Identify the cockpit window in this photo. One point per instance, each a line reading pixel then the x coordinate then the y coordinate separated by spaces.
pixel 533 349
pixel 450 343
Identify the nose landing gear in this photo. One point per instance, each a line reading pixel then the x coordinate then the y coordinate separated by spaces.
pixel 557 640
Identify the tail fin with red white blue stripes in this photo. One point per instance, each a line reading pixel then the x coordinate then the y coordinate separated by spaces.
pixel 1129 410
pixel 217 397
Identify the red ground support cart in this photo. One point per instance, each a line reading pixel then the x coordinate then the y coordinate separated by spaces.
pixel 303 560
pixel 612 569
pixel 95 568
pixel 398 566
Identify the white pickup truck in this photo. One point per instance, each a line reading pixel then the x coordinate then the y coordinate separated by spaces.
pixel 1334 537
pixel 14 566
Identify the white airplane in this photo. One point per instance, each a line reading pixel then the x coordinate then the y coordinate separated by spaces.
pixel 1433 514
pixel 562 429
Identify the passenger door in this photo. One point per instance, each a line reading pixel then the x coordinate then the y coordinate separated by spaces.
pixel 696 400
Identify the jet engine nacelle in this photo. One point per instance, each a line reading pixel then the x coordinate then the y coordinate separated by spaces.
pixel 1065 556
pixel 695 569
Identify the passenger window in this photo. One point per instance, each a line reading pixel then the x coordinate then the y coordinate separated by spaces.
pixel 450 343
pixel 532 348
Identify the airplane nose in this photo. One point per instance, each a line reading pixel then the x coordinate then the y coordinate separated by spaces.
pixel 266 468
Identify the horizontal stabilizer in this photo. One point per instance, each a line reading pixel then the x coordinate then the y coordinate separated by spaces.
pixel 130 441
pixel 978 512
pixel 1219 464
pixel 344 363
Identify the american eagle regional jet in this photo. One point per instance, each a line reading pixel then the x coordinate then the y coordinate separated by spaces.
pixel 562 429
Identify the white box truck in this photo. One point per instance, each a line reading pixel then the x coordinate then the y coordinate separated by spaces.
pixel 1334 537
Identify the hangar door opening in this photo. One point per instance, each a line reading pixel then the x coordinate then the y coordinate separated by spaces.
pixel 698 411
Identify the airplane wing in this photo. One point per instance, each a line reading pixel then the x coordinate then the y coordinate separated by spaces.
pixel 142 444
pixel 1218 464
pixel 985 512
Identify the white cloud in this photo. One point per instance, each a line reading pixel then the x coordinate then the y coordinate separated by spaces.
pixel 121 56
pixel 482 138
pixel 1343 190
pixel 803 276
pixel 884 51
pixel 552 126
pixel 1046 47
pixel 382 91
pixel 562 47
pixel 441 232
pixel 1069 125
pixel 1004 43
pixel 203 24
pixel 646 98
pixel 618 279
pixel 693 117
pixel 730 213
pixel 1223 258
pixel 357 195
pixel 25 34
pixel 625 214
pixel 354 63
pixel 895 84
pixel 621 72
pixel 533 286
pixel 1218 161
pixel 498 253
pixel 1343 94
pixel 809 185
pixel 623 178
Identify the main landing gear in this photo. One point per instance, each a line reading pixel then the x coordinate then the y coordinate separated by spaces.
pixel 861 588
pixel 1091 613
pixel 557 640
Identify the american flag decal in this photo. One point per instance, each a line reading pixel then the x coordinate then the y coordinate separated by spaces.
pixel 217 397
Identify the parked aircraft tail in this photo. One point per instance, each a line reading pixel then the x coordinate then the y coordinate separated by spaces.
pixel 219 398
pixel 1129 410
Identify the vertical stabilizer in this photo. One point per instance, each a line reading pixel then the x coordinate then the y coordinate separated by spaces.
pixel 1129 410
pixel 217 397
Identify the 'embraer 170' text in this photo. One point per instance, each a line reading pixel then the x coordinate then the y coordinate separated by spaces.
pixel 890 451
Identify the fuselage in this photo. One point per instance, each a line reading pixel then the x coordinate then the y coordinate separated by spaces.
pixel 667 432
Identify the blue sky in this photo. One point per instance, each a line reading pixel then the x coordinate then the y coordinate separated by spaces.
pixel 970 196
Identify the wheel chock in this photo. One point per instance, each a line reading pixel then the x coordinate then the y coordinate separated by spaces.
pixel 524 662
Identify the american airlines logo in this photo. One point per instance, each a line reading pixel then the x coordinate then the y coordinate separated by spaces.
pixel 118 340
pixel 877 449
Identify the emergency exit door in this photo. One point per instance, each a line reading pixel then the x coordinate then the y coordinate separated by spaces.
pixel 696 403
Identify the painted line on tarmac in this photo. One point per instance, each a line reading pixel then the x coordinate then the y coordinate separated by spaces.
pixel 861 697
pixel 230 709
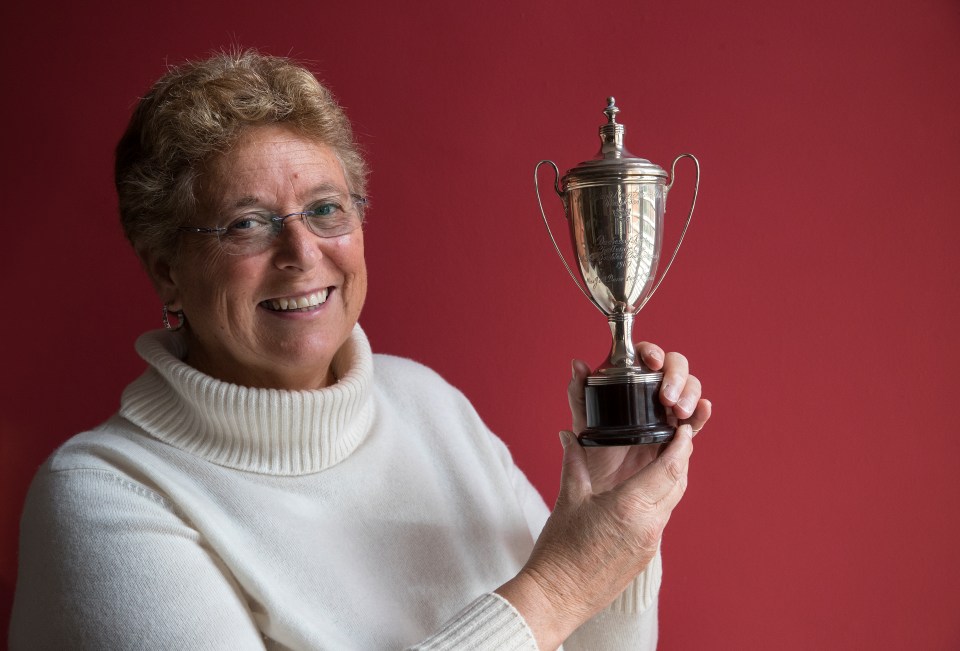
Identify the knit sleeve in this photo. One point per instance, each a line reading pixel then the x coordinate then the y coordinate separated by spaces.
pixel 630 622
pixel 106 563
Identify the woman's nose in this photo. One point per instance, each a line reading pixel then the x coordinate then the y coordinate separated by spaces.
pixel 297 246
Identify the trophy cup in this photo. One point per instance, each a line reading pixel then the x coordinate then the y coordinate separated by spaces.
pixel 615 205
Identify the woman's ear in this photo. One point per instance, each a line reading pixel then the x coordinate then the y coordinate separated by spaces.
pixel 162 276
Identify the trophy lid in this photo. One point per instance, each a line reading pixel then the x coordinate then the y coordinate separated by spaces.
pixel 613 163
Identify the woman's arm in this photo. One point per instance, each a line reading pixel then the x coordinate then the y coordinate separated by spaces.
pixel 613 506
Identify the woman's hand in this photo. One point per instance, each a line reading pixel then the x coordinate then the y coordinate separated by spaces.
pixel 613 505
pixel 679 393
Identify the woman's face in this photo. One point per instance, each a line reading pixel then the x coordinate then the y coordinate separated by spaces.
pixel 236 331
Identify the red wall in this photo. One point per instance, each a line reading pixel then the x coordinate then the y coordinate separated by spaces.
pixel 816 295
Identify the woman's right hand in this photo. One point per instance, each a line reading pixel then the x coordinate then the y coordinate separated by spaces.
pixel 609 517
pixel 594 544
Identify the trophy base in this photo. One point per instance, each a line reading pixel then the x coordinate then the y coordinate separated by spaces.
pixel 625 411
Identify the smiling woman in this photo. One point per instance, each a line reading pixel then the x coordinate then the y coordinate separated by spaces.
pixel 269 482
pixel 269 314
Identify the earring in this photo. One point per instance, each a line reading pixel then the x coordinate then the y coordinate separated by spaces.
pixel 181 319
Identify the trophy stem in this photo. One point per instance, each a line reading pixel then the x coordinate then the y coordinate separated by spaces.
pixel 622 352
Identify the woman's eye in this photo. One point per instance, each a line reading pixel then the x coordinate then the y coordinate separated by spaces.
pixel 326 209
pixel 247 222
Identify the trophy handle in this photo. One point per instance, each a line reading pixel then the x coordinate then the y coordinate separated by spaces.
pixel 693 203
pixel 556 187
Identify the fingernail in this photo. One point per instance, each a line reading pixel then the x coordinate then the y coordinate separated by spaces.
pixel 671 393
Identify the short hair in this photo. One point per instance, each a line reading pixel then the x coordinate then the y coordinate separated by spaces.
pixel 198 110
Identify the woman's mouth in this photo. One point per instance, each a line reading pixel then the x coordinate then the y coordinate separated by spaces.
pixel 296 303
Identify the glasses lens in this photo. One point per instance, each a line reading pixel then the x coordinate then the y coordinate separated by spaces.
pixel 334 216
pixel 251 233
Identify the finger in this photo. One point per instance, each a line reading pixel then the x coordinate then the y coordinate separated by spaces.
pixel 574 475
pixel 578 407
pixel 675 373
pixel 689 398
pixel 700 415
pixel 665 479
pixel 651 354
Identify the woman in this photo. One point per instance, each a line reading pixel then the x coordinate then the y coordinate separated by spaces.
pixel 269 482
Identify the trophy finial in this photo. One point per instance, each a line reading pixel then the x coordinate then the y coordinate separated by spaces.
pixel 611 110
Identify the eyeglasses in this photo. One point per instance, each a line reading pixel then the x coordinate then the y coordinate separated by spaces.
pixel 255 232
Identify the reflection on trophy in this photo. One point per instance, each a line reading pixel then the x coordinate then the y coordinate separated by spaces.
pixel 615 204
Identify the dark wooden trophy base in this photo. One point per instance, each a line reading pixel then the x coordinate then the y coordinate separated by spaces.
pixel 625 413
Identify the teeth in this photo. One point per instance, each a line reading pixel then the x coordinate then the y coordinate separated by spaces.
pixel 298 303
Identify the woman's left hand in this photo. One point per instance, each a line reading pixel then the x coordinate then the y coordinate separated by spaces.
pixel 680 394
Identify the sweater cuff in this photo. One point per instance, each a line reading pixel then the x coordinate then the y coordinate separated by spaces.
pixel 490 623
pixel 642 592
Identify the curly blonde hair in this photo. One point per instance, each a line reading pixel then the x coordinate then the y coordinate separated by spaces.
pixel 197 111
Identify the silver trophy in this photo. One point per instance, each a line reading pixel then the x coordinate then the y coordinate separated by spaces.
pixel 615 205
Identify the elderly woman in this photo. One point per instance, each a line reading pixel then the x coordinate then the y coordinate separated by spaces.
pixel 269 482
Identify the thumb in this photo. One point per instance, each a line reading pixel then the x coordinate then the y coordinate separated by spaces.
pixel 575 483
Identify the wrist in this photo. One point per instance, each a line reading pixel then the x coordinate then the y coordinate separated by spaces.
pixel 548 604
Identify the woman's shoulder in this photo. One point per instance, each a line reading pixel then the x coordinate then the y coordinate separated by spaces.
pixel 99 448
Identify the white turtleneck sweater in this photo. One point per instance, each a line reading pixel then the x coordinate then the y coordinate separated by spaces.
pixel 378 513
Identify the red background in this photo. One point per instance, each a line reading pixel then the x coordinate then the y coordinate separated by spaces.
pixel 816 295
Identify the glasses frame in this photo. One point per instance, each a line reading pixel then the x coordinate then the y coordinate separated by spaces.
pixel 281 220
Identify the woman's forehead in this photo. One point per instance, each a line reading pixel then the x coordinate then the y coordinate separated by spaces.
pixel 273 164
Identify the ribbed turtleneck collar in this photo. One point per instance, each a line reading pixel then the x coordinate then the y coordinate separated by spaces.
pixel 268 431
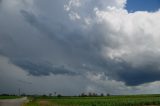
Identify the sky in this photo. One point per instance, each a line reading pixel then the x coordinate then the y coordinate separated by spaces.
pixel 75 46
pixel 143 5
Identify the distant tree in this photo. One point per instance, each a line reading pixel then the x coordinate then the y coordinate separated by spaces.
pixel 108 94
pixel 83 94
pixel 59 95
pixel 102 94
pixel 50 94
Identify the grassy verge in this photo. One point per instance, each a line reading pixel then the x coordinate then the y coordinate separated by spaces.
pixel 145 100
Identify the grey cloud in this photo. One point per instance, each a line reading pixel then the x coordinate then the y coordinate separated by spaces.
pixel 47 43
pixel 42 68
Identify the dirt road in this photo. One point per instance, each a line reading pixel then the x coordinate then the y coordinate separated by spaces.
pixel 13 102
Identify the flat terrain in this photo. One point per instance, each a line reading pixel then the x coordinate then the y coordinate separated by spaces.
pixel 13 102
pixel 139 100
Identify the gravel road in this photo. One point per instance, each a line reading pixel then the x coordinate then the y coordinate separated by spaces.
pixel 13 102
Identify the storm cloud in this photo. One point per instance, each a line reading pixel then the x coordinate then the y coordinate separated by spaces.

◇ ◇ ◇ ◇ ◇

**What is asked**
Beginning at the line that contains "Identify the thumb" and stopping after the line that contains "pixel 378 513", render those lines as a Markdown table with a "Row" column giving each row's number and a "Line" column holding the line itself. Omit any blank lines.

**The response**
| Row | Line |
|---|---|
| 1 | Identify the thumb in this photo. One point per instance, each a line reading pixel then the x coordinate then the y coordinate separated by spaces. |
| 2 | pixel 575 483 |
| 3 | Identify the wrist in this photo. One point per instance, each a line reading pixel then the x coordinate then the y coordinate separated by spaces. |
| 4 | pixel 548 604 |
| 5 | Identify the woman's shoulder in this photo. One point per instance, each a line reading pixel then the x coordinate then the y coordinate separated by spaces. |
| 6 | pixel 99 448 |
| 7 | Identify the white turtleneck sweater in this photo. One point per instance, each a line reading pixel then the x coordinate then the y coordinate separated by spaces. |
| 8 | pixel 378 513 |